"Midnight at the Oasis" is a song written by David Nichtern. It was recorded in 1973 by American folk and blues singer Maria Muldaur for her self-titled album (1973) and is her best-known recording; it peaked at #6 on the US Billboard Hot 100 and #21 in the UK Singles Chart in the spring of 1974. Billboard ranked it as the No. 13 song for 1974. It was also nominated for both Record of the Year and Song of the Year at the 17th Annual Grammy Awards, held in 1975. In Canada, the song reached #2 in the RPM magazine singles charts and #45 in the year-end chart.

Description
The song is a saucy offer of a desert love affair, in a fantasy setting.
AllMusic reviewer Matthew Greenwald describes the song as "so sensual and evocative that it was probably one of the most replayed records of the era and may be responsible for the most pregnancies from a record during the mid-'70s".

The song includes an instrumental section that features the guitar work of Amos Garrett.

The lyric, "Cactus is our friend", is used several times in the song, but cacti are New World plants (native to North America, South America, and the West Indies) and are not naturally found on the Arabian Peninsula.

In 2008, Muldaur recalled that she wanted to add the song to her album as an "afterthought" at the last minute. She has acknowledged that people do approach her at her concerts or events and claim that this song has inspired sexual encounters, loss of virginity, and pregnancy.

Personnel
Source:

 Maria Muldaur – vocals
 David Nichtern – acoustic guitar
 Mark T. Jordan – piano 
 Greg Prestopino – voices 
 Freebo – bass 
 Amos Garrett – electric guitar 
 Jim Gordon – drums 
 Nick DeCaro – string arrangements

Chart performance

Weekly charts

Year-end charts

Brand New Heavies version

A version of "Midnight at the Oasis" was recorded by British acid jazz and funk group Brand New Heavies, attributed to "Brand New Heavies featuring N'Dea Davenport". This version reached number 13 in the UK and number 11 in Scotland in August 1994, and was their biggest hit up until the departure of Davenport, when "Sometimes" made number 11 in 1997. The song was featured on their 1994 album Brother Sister.

*Records shown*:
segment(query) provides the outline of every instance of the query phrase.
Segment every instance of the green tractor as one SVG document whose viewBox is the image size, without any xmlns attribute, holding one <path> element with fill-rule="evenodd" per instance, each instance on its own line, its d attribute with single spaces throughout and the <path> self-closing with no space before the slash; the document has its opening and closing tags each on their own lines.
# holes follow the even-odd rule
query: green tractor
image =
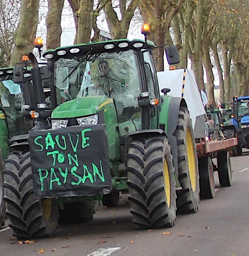
<svg viewBox="0 0 249 256">
<path fill-rule="evenodd" d="M 58 208 L 61 215 L 91 218 L 95 200 L 116 206 L 120 193 L 129 193 L 139 229 L 172 226 L 177 208 L 197 211 L 192 123 L 183 98 L 167 96 L 166 88 L 159 95 L 156 48 L 146 40 L 123 39 L 43 55 L 52 63 L 51 120 L 35 67 L 37 101 L 28 111 L 37 124 L 28 139 L 16 138 L 6 161 L 11 174 L 5 176 L 5 198 L 14 235 L 52 235 Z M 165 51 L 169 64 L 179 62 L 176 47 Z M 89 200 L 88 207 L 78 207 Z"/>
<path fill-rule="evenodd" d="M 31 125 L 31 119 L 22 115 L 24 95 L 20 85 L 14 82 L 13 72 L 12 67 L 0 69 L 0 227 L 5 218 L 3 161 L 10 152 L 11 138 L 26 134 Z M 27 72 L 25 79 L 30 80 Z"/>
</svg>

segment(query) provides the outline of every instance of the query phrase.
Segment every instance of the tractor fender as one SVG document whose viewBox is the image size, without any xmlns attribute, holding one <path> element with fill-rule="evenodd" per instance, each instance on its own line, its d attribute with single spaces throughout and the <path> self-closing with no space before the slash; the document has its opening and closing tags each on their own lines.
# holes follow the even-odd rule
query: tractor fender
<svg viewBox="0 0 249 256">
<path fill-rule="evenodd" d="M 10 140 L 10 143 L 11 143 L 9 146 L 10 148 L 13 149 L 13 148 L 20 149 L 20 148 L 22 149 L 24 148 L 28 148 L 29 147 L 28 141 L 28 134 L 13 136 Z"/>
<path fill-rule="evenodd" d="M 179 109 L 181 107 L 187 107 L 185 100 L 180 97 L 163 96 L 163 102 L 159 114 L 159 127 L 163 129 L 169 140 L 175 173 L 178 177 L 178 155 L 176 139 L 173 135 L 176 128 Z"/>
</svg>

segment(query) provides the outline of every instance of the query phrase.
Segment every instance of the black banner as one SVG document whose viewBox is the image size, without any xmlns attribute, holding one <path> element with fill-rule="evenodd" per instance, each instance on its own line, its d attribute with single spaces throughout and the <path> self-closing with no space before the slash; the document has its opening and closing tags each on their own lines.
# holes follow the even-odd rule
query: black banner
<svg viewBox="0 0 249 256">
<path fill-rule="evenodd" d="M 29 134 L 37 197 L 86 196 L 111 190 L 103 125 L 30 131 Z"/>
</svg>

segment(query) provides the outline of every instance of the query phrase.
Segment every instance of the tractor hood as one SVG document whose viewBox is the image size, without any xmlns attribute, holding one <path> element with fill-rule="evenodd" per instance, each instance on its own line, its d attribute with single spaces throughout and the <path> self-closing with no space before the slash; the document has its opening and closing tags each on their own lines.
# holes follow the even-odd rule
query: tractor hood
<svg viewBox="0 0 249 256">
<path fill-rule="evenodd" d="M 249 115 L 244 116 L 241 118 L 241 125 L 249 124 Z"/>
<path fill-rule="evenodd" d="M 113 103 L 107 96 L 88 96 L 67 101 L 53 111 L 53 119 L 64 119 L 89 116 L 98 113 L 106 105 Z"/>
</svg>

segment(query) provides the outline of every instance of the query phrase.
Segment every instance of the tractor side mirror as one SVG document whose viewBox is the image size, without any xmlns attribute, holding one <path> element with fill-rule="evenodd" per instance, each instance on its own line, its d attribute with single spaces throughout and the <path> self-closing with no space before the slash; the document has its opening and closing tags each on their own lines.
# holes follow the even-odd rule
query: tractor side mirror
<svg viewBox="0 0 249 256">
<path fill-rule="evenodd" d="M 164 95 L 167 95 L 167 93 L 170 91 L 170 89 L 169 88 L 163 88 L 161 90 L 161 91 L 163 93 Z"/>
<path fill-rule="evenodd" d="M 177 64 L 180 62 L 178 49 L 175 45 L 167 47 L 165 50 L 168 63 L 170 65 Z"/>
<path fill-rule="evenodd" d="M 15 83 L 22 83 L 24 80 L 23 67 L 22 66 L 16 66 L 13 68 L 13 80 Z"/>
</svg>

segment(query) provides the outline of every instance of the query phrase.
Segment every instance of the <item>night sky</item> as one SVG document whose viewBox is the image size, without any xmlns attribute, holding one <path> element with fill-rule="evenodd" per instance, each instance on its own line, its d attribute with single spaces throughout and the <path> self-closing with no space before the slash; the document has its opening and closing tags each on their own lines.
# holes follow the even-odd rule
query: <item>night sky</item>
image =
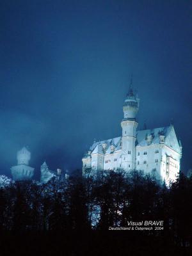
<svg viewBox="0 0 192 256">
<path fill-rule="evenodd" d="M 0 0 L 0 173 L 28 146 L 38 175 L 73 171 L 121 135 L 133 75 L 138 129 L 169 125 L 192 168 L 192 2 Z"/>
</svg>

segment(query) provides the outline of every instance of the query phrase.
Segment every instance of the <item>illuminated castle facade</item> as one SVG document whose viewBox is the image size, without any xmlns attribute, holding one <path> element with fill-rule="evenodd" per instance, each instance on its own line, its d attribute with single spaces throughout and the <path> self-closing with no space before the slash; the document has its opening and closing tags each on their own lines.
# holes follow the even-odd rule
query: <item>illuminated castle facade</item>
<svg viewBox="0 0 192 256">
<path fill-rule="evenodd" d="M 83 173 L 88 170 L 137 170 L 166 184 L 179 173 L 182 146 L 173 126 L 137 131 L 140 100 L 131 87 L 123 106 L 122 135 L 95 142 L 83 158 Z"/>
</svg>

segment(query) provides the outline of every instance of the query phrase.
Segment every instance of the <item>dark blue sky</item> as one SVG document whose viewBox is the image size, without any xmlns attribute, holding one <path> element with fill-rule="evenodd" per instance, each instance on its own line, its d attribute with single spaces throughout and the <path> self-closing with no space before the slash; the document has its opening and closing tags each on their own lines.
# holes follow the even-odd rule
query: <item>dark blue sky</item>
<svg viewBox="0 0 192 256">
<path fill-rule="evenodd" d="M 120 136 L 133 74 L 139 128 L 168 125 L 192 168 L 192 3 L 0 0 L 0 173 L 31 152 L 38 172 L 81 167 L 93 143 Z"/>
</svg>

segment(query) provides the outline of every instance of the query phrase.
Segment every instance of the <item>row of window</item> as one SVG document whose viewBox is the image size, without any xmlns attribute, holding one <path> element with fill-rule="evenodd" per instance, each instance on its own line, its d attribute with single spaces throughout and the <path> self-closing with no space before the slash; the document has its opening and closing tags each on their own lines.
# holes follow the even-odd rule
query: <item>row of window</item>
<svg viewBox="0 0 192 256">
<path fill-rule="evenodd" d="M 156 153 L 156 154 L 159 153 L 158 149 L 156 149 L 156 150 L 155 153 Z M 138 156 L 140 156 L 140 152 L 138 152 Z M 145 152 L 143 152 L 143 155 L 147 155 L 147 151 L 145 151 Z"/>
<path fill-rule="evenodd" d="M 158 159 L 156 159 L 156 163 L 158 163 Z M 143 164 L 147 164 L 147 161 L 146 160 L 144 160 Z M 140 164 L 140 161 L 138 161 L 138 164 Z"/>
</svg>

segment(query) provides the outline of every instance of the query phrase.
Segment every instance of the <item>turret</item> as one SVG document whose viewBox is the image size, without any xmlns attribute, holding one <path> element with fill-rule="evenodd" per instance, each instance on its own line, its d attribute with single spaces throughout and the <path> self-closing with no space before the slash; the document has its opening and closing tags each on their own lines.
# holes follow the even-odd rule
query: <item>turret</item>
<svg viewBox="0 0 192 256">
<path fill-rule="evenodd" d="M 139 109 L 140 100 L 132 88 L 132 82 L 123 106 L 124 119 L 122 128 L 122 148 L 127 154 L 127 161 L 123 168 L 125 170 L 135 168 L 135 142 L 138 122 L 136 116 Z"/>
<path fill-rule="evenodd" d="M 29 165 L 29 161 L 31 159 L 31 153 L 24 147 L 17 152 L 17 164 Z"/>
<path fill-rule="evenodd" d="M 11 168 L 14 180 L 30 180 L 34 175 L 34 168 L 29 166 L 31 153 L 24 147 L 17 154 L 17 165 Z"/>
</svg>

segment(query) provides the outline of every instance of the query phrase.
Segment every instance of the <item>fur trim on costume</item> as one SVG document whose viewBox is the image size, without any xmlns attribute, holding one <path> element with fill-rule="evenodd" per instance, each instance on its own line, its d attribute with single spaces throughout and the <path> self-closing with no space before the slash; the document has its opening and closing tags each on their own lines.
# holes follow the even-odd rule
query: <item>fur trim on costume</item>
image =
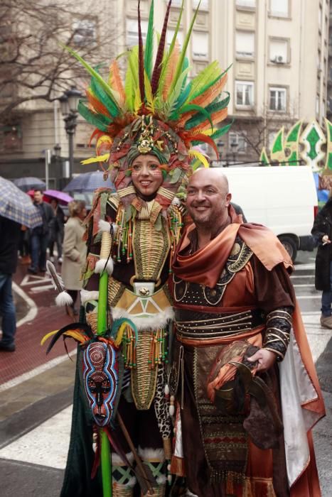
<svg viewBox="0 0 332 497">
<path fill-rule="evenodd" d="M 134 454 L 132 452 L 128 452 L 126 454 L 126 457 L 131 464 L 134 462 Z M 112 453 L 112 464 L 114 466 L 124 466 L 124 463 L 122 458 L 117 454 L 117 452 Z"/>
<path fill-rule="evenodd" d="M 107 231 L 107 233 L 111 232 L 111 226 L 113 227 L 113 234 L 117 233 L 117 225 L 114 223 L 109 223 L 107 221 L 104 219 L 100 219 L 98 222 L 98 229 L 100 231 Z"/>
<path fill-rule="evenodd" d="M 107 263 L 106 263 L 107 261 L 107 259 L 100 259 L 97 261 L 95 266 L 95 273 L 98 273 L 100 274 L 106 269 L 107 274 L 110 276 L 112 274 L 114 269 L 113 259 L 112 257 L 109 257 Z"/>
<path fill-rule="evenodd" d="M 63 290 L 55 297 L 55 304 L 60 307 L 65 305 L 72 305 L 73 299 L 69 293 Z"/>
<path fill-rule="evenodd" d="M 99 292 L 97 290 L 81 290 L 80 297 L 82 305 L 84 305 L 90 300 L 98 300 Z"/>
<path fill-rule="evenodd" d="M 164 485 L 166 482 L 166 477 L 164 474 L 161 474 L 156 480 L 158 485 Z"/>
<path fill-rule="evenodd" d="M 124 309 L 112 307 L 112 315 L 114 320 L 118 320 L 121 317 L 131 320 L 136 326 L 137 329 L 149 330 L 164 328 L 168 321 L 173 320 L 174 311 L 172 307 L 169 307 L 161 312 L 148 315 L 144 314 L 143 315 L 144 317 L 140 317 L 139 315 L 129 314 Z"/>
<path fill-rule="evenodd" d="M 146 462 L 161 462 L 165 460 L 164 449 L 142 449 L 139 447 L 139 454 Z"/>
<path fill-rule="evenodd" d="M 111 225 L 107 221 L 104 221 L 104 219 L 100 219 L 98 223 L 98 229 L 100 231 L 107 231 L 107 233 L 110 233 Z"/>
</svg>

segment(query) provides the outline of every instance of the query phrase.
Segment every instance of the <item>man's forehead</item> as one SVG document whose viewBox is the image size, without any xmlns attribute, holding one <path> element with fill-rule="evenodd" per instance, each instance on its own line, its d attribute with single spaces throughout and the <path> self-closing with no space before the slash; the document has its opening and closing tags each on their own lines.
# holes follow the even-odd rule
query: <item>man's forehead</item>
<svg viewBox="0 0 332 497">
<path fill-rule="evenodd" d="M 227 182 L 226 178 L 220 171 L 212 169 L 200 170 L 193 174 L 190 180 L 188 186 L 223 187 Z"/>
</svg>

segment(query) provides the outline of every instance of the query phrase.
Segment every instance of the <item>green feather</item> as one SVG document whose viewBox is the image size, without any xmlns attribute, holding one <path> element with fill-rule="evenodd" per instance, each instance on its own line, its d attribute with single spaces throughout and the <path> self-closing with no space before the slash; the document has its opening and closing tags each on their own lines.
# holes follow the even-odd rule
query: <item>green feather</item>
<svg viewBox="0 0 332 497">
<path fill-rule="evenodd" d="M 205 111 L 208 112 L 210 116 L 214 114 L 215 112 L 218 112 L 218 111 L 221 111 L 223 109 L 227 107 L 230 99 L 230 93 L 228 93 L 228 92 L 227 92 L 227 93 L 228 94 L 225 99 L 219 102 L 216 102 L 215 100 L 215 102 L 213 102 L 212 104 L 210 104 L 210 105 L 208 105 L 205 108 Z M 206 116 L 204 113 L 200 112 L 198 114 L 196 114 L 194 116 L 193 116 L 193 117 L 191 117 L 188 121 L 187 121 L 187 122 L 186 123 L 185 128 L 186 129 L 191 129 L 191 128 L 194 128 L 195 126 L 205 121 L 205 119 Z"/>
<path fill-rule="evenodd" d="M 211 128 L 213 128 L 213 123 L 212 122 L 211 116 L 210 116 L 209 113 L 206 111 L 204 107 L 201 107 L 200 105 L 195 105 L 194 104 L 192 104 L 191 105 L 186 105 L 184 107 L 182 107 L 181 111 L 182 114 L 190 112 L 191 111 L 197 111 L 200 114 L 205 116 L 205 119 L 208 119 L 210 122 Z"/>
<path fill-rule="evenodd" d="M 144 68 L 149 80 L 151 80 L 152 73 L 152 58 L 154 56 L 154 0 L 152 0 L 150 6 L 144 54 Z"/>
<path fill-rule="evenodd" d="M 90 65 L 85 60 L 77 53 L 75 50 L 73 50 L 70 47 L 68 47 L 65 45 L 63 45 L 61 43 L 61 46 L 63 47 L 66 50 L 69 52 L 72 55 L 73 55 L 77 60 L 80 62 L 87 70 L 88 72 L 92 76 L 92 77 L 95 78 L 95 80 L 98 82 L 98 83 L 100 84 L 105 92 L 110 97 L 110 99 L 112 100 L 113 103 L 114 104 L 115 106 L 118 107 L 117 103 L 116 98 L 114 97 L 114 94 L 113 93 L 113 91 L 112 88 L 107 84 L 106 81 L 105 81 L 102 77 L 100 76 L 98 72 L 93 69 L 93 67 Z M 119 114 L 120 109 L 118 107 L 118 114 Z"/>
<path fill-rule="evenodd" d="M 165 53 L 165 56 L 163 58 L 163 61 L 161 62 L 161 65 L 162 65 L 161 72 L 160 75 L 159 84 L 158 92 L 157 92 L 157 95 L 161 98 L 161 99 L 162 89 L 164 87 L 164 82 L 165 80 L 165 77 L 166 77 L 166 74 L 167 72 L 167 67 L 168 65 L 169 58 L 170 58 L 171 54 L 172 53 L 172 52 L 174 49 L 175 43 L 176 41 L 176 37 L 178 36 L 178 31 L 180 29 L 180 25 L 181 25 L 181 18 L 182 18 L 182 13 L 183 12 L 183 4 L 184 4 L 184 0 L 182 0 L 182 5 L 181 5 L 181 8 L 180 9 L 180 15 L 178 16 L 178 22 L 176 23 L 176 26 L 175 28 L 174 34 L 173 36 L 172 41 L 171 42 L 169 50 L 167 53 Z M 171 93 L 171 90 L 170 90 L 169 94 Z"/>
<path fill-rule="evenodd" d="M 132 112 L 135 106 L 135 94 L 139 84 L 139 47 L 133 47 L 133 48 L 128 52 L 127 56 L 128 67 L 126 72 L 124 93 L 126 94 L 126 103 L 128 109 Z"/>
<path fill-rule="evenodd" d="M 207 84 L 214 84 L 218 81 L 221 77 L 220 70 L 219 62 L 218 60 L 214 60 L 200 71 L 191 82 L 191 91 L 185 103 L 188 103 L 196 97 L 202 94 L 202 90 Z M 218 75 L 217 77 L 215 77 L 215 74 Z"/>
<path fill-rule="evenodd" d="M 80 100 L 78 102 L 77 111 L 80 114 L 82 117 L 84 117 L 85 121 L 95 126 L 96 128 L 101 131 L 107 131 L 108 126 L 112 124 L 111 119 L 106 116 L 103 116 L 100 114 L 96 114 L 92 112 L 82 100 Z"/>
<path fill-rule="evenodd" d="M 198 13 L 198 9 L 199 9 L 199 8 L 200 8 L 200 1 L 198 2 L 198 6 L 197 6 L 196 10 L 195 11 L 195 13 L 194 13 L 194 15 L 193 15 L 193 19 L 192 19 L 192 21 L 191 21 L 191 25 L 190 25 L 190 26 L 189 26 L 189 29 L 188 29 L 188 31 L 187 35 L 186 35 L 186 39 L 185 39 L 184 43 L 183 43 L 183 48 L 182 48 L 181 53 L 181 54 L 180 54 L 180 58 L 179 58 L 179 60 L 178 60 L 178 65 L 176 66 L 176 74 L 175 74 L 175 76 L 174 76 L 174 79 L 173 79 L 173 80 L 172 85 L 171 85 L 171 88 L 170 88 L 170 92 L 171 92 L 172 90 L 174 89 L 174 87 L 175 87 L 175 86 L 176 86 L 176 83 L 177 83 L 177 82 L 178 82 L 178 78 L 180 77 L 180 75 L 181 75 L 181 73 L 182 72 L 182 69 L 183 69 L 183 60 L 184 60 L 184 58 L 185 58 L 185 57 L 186 57 L 186 50 L 187 50 L 188 45 L 188 43 L 189 43 L 189 40 L 190 40 L 191 35 L 191 31 L 193 31 L 193 25 L 194 25 L 194 23 L 195 23 L 195 21 L 196 20 L 197 13 Z M 174 43 L 175 43 L 175 42 L 174 42 Z"/>
<path fill-rule="evenodd" d="M 223 136 L 225 133 L 228 132 L 228 130 L 234 123 L 234 119 L 232 121 L 230 124 L 226 124 L 226 126 L 223 126 L 223 128 L 219 128 L 219 129 L 217 129 L 213 134 L 211 135 L 211 138 L 213 140 L 216 140 L 218 138 L 220 138 L 220 136 Z"/>
<path fill-rule="evenodd" d="M 104 91 L 99 81 L 95 77 L 91 78 L 90 87 L 94 95 L 103 104 L 112 117 L 117 117 L 120 114 L 120 110 L 117 104 L 114 104 L 112 99 Z"/>
<path fill-rule="evenodd" d="M 204 86 L 203 88 L 201 87 L 201 88 L 199 89 L 199 91 L 198 91 L 194 95 L 193 95 L 193 97 L 191 97 L 191 99 L 193 100 L 194 99 L 196 98 L 196 97 L 198 97 L 198 95 L 203 94 L 205 93 L 205 92 L 206 92 L 206 90 L 208 89 L 210 87 L 213 86 L 213 84 L 215 84 L 215 83 L 216 83 L 218 81 L 219 81 L 219 80 L 221 80 L 221 78 L 222 78 L 223 76 L 225 76 L 225 75 L 226 74 L 226 72 L 228 71 L 228 70 L 230 69 L 230 67 L 231 66 L 232 66 L 232 64 L 231 64 L 230 66 L 228 66 L 228 67 L 227 67 L 227 69 L 225 69 L 225 71 L 224 71 L 223 72 L 222 72 L 222 74 L 221 74 L 220 76 L 218 76 L 218 77 L 216 77 L 215 80 L 213 80 L 212 81 L 208 82 L 208 83 L 205 84 L 205 86 Z"/>
</svg>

*What this exercise asks*:
1. Duplicate the part of the "Midnight at the Oasis" article starting at "Year-end charts" and ending at "album Brother Sister.".
2. Report how many lines of the records contain the string "window", matching case exactly, and give only the number.

*Answer set*:
1.
Year-end charts

Brand New Heavies version

A version of "Midnight at the Oasis" was recorded by British acid jazz and funk group Brand New Heavies, attributed to "Brand New Heavies featuring N'Dea Davenport". This version reached number 13 in the UK and number 11 in Scotland in August 1994, and was their biggest hit up until the departure of Davenport, when "Sometimes" made number 11 in 1997. The song was featured on their 1994 album Brother Sister.

2. 2